- _Directive_: Count the lines in the records below that contain the string "beanie", matching case exactly, and reply with the number alone.

- _Records for processing_:
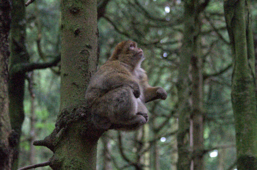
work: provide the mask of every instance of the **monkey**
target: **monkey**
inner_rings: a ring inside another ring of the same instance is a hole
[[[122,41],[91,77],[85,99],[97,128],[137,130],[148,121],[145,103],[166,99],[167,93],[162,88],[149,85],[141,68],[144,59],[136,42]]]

==

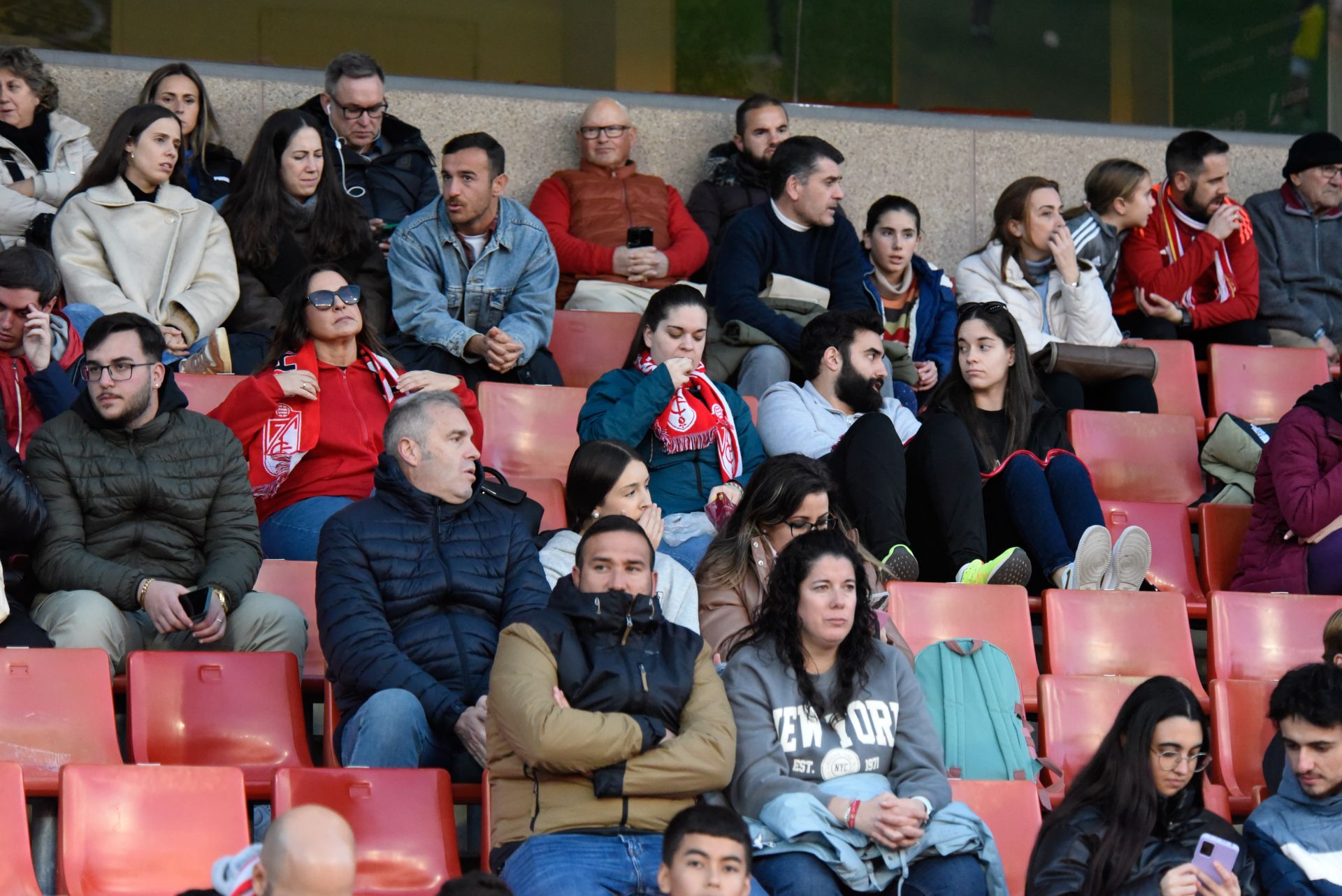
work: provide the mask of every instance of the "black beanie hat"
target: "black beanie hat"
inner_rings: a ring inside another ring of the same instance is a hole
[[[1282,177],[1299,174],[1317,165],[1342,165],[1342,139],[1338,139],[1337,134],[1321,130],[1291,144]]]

* * *

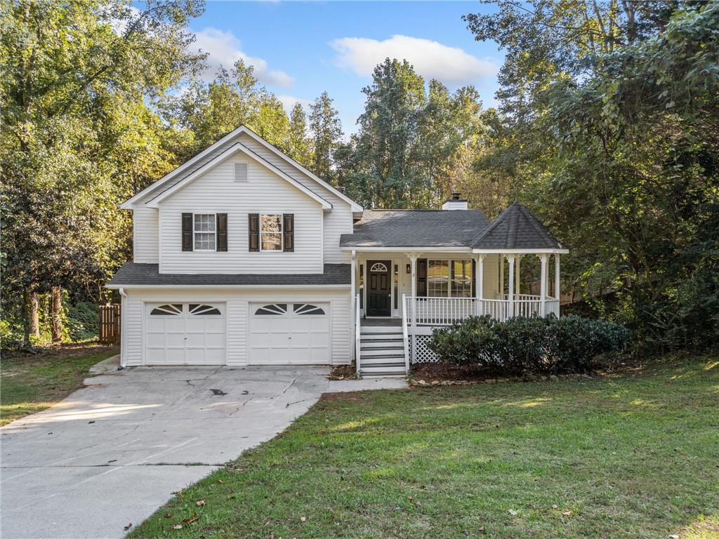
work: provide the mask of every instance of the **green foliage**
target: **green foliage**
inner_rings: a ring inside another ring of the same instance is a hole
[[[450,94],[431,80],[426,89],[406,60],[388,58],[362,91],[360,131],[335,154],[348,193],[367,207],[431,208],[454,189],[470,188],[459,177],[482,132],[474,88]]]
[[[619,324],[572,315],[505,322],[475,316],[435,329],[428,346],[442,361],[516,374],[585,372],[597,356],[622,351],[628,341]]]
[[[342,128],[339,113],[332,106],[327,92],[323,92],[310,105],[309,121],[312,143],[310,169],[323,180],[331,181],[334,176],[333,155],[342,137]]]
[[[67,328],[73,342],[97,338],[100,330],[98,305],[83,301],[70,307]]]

- _Solution to this task_: 2